▸ Excerpt to read:
++++++++

Initially, we must determine whether the district court order conclusively resolves the disputed question. Levine argues that with respect to the class of cases to which he would make the interlocutory appeal rule applicable — the expiration of the statute of limitations must be manifest on the face of the indictment — the order would be a complete and final rejection of the defendant's claim in the district court. Despite the superficial attractiveness of such a position, we are disinclined to adopt it, at least as a general rule. Because crimes that appear to be barred on the face of an indictment may fit within an exception to the statute of limitations, Levine's demand for a rule of immediate appealability would often produce needless disruption.
Customarily, statutes of limitations embody exceptions that permit a tolling of the time period with respect to fugitives from justice. See 18 U.S.C. § 3290.
However, we need not determine the extent to which pretrial orders denying motions to dismiss on statute of limitations grounds dispositively resolve such issues. For in the present case, the government agrees that the district court's order is a conclusive determination of the limitations defense. Yet the present situation is unique. The trial judge, assuming that the limitations period had run, decided that the statute of limitations defense had nevertheless been validly waived with respect to certain counts. We are accordingly reluctant to expand the government's present concession with respect to the conclusiveness of the pretrial order to a rule of general applicability. While the limitations defense may be waived if not asserted before or at trial, the converse — that once raised and rejected it is not subject to reexamination by the trial court — simply does not hold.
The government, for instance, might plausibly assert that the defendant had waived his limitations defense only to find itself unable to demonstrate later an intentional relinquishment of a known statutory right. Moreover, the pretrial rejection of a limitations defense normally would not preclude the defendant from raising such a claim again should it appear in the course of trial that the government failed to carry the burden of proving that certain acts occurred within the statutory period.
Nonetheless, in the case before us, all parties concede that the five-year statutory period has expired. Further, the district court conducted lengthy pretrial hearings prior to determining that the defendant had knowingly and intelligently, with the aid of counsel, waived his limitations defense. For purposes of our immediate review, the record indicates the execution of a voluntary waiver which forecloses assertion of the statute of limitations attack. Although Levine's waiver may prove to have unfavorable consequences, he cannot subsequently repudiate his bargain simply because hindsight indicates that a different strategy might have occasioned more desirable results. Cf. Fontaine v. United States,
B.
The second Cohen criterion attempts to gauge whether the issue to be resolved is completely collateral to the primary claim that has been asserted.
As the Supreme Court noted in Grunewald v. United States, 353 U.S. 391, 77 S.Ct. 963, 1 L.Ed.2d 931 (1957), which focused on proof of an overt act furthering a tax evasion conspiracy within the indictment period: "the crucial question in determining whether the statute of limitations has run is the scope of the conspiratorial agreement, for it is that which determines both the duration of the conspiracy, and whether the act relied on as an overt act may properly be regarded as in furtherance of the conspiracy." Id. at 397, 77 S.Ct. at 970. Clearly, in such cases it is difficult to separate the limitations claim from the facts of the case and issues of guilt and innocence that will be established at trial.

++++++++

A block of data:

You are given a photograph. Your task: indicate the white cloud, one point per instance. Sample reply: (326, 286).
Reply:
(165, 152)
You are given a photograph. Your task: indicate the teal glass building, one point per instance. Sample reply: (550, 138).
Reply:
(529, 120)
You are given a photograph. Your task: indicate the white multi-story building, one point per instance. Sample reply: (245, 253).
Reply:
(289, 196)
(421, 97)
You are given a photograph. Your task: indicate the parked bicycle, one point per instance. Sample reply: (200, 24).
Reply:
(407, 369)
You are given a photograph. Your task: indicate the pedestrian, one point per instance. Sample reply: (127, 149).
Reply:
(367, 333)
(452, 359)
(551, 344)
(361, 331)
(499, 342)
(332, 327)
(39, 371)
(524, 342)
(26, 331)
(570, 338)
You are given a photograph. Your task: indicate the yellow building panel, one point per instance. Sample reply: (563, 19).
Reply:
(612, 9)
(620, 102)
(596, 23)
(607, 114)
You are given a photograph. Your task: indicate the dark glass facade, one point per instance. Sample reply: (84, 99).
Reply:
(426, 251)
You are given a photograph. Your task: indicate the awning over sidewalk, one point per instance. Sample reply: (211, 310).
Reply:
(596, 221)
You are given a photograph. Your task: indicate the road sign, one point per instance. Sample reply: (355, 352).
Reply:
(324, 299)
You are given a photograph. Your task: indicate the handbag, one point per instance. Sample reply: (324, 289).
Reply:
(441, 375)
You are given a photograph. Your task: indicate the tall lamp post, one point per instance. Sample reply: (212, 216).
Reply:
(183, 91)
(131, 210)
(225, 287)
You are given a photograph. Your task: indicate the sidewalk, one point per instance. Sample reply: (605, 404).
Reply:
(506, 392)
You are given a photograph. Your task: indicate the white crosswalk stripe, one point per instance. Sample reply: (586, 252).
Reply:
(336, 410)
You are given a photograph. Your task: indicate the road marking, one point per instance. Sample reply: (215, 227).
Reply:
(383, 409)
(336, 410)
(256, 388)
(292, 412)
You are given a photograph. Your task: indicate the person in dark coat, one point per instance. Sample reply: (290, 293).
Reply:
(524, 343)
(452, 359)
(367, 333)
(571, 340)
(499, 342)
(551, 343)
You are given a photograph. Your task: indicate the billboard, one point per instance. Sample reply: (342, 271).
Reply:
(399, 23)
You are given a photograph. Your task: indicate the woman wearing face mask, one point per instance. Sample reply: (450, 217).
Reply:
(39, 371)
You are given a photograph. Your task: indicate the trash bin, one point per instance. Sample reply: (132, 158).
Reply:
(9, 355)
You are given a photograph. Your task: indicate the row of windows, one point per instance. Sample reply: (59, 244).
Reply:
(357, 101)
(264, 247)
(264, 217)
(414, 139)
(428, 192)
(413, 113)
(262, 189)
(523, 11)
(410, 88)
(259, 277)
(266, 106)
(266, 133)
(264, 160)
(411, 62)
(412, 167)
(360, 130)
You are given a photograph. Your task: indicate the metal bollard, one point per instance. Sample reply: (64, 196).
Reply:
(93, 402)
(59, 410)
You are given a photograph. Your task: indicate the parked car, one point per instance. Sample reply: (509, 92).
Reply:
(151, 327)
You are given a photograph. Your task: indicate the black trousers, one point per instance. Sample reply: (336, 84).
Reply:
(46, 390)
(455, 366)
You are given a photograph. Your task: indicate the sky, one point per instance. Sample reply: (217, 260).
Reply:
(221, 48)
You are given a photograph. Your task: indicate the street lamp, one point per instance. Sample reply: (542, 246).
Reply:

++++++++

▸ List of tasks:
A. Change the opinion excerpt, starting at the words "As the Supreme" and stopping after "established at trial.", by swapping "conspiratorial agreement" for "criminal agreement".
B. Which statute does the opinion excerpt cite as allowing the limitations period to be tolled for fugitives from justice?
C. Pick up the opinion excerpt right after its last sentence and keep writing.
The entries have no connection to the opinion excerpt.

▸ Results in order:
A.
As the Supreme Court noted in Grunewald v. United States, 353 U.S. 391, 77 S.Ct. 963, 1 L.Ed.2d 931 (1957), which focused on proof of an overt act furthering a tax evasion conspiracy within the indictment period: "the crucial question in determining whether the statute of limitations has run is the scope of the criminal agreement, for it is that which determines both the duration of the conspiracy, and whether the act relied on as an overt act may properly be regarded as in furtherance of the conspiracy." Id. at 397, 77 S.Ct. at 970. Clearly, in such cases it is difficult to separate the limitations claim from the facts of the case and issues of guilt and innocence that will be established at trial.

B. 18 U.S.C. § 3290.

C.
United States v. Muse, 633 F.2d 1041 (2d Cir. 1980) (en banc), illustrates this well. In Muse, the government filed and sealed an indictment against Muse and three others five months before the limitations period ended. The government knew of Muse's whereabouts during much of the post-indictment period but, fearing that his arrest would trigger flight by his co-conspirators, did not arrest him. The court unsealed the indictment almost a year after the statute had run; thereafter the four alleged conspirators were apprehended. Following a jury verdict of guilty, Muse appealed claiming that the delay in unsealing the indictment denied him the protection of the statute of limitations.
The Second Circuit, noting that the government had a substantial prosecutorial interest in keeping the indictment sealed beyond the limitations period, found that Muse demonstrated no basis for claiming prejudice during any portion of the post-sealing time. Significantly, the court of appeals relied heavily on the district court's observations of Muse's testimony. Since the trial judge found that Muse had not been prejudiced by any memory loss, the court of appeals concluded that Muse had no valid statute of limitations defense for the period following the sealing of the indictment. In fact, the trial court's determinations concerning prejudice permitted the Second Circuit to defer deciding whether prejudice should be calculated only from the post-limitations as opposed to the post-sealing portion of the period during which an indictment is sealed.
Were we deciding as an abstract matter whether statute of limitations defenses are collateral to the merits and susceptible to pretrial resolution, or whether such claims are affected by evidence and events at trial, we would be inclined to conclude that limitations
Much like plea bargaining, a waiver of the statute of limitations is a pretrial agreement between the state and the defendant.
The pretrial hearing in the case at hand functioned analogously to an evidentiary hearing pursuant to Fed.Rule Crim.Proc. 11 by which federal courts establish the factual basis for guilty pleas. Here, the judge determined that the waiver was voluntary and knowing, and that the interests which may have motivated Levine to waive the statute were adequately served by an open-ended waiver inasmuch as the prosecution was in fact initiated within a reasonable time after the waiver. There was no finding of prosecutorial overreaching or of failure by the government to observe its part of the bargain.
Accordingly, insofar as the statute of limitations claim also comprehends the waiver of that defense, the issue was settled in an order completely separate from the merits of the action, consonant with the second Cohen criterion.
C.
The third Cohen factor requires us to ascertain whether an important right will
Significantly, statutes of limitations do not share the constitutional stature of the rights protected by interlocutory review in Abney and Helstoski. The importance of a right for purposes of immediate appealability does not, of course, turn automatically on whether it has constitutional dimensions. In Cohen, the source of the collateral order doctrine, the right to security for costs was not a constitutional matter but an interest whose legal and practical value would be destroyed if not vindicated before trial. Yet in the criminal field, where delay is detrimental to communal concerns, the Supreme Court has carefully accorded only rights with constitutional origins the protection of interlocutory review.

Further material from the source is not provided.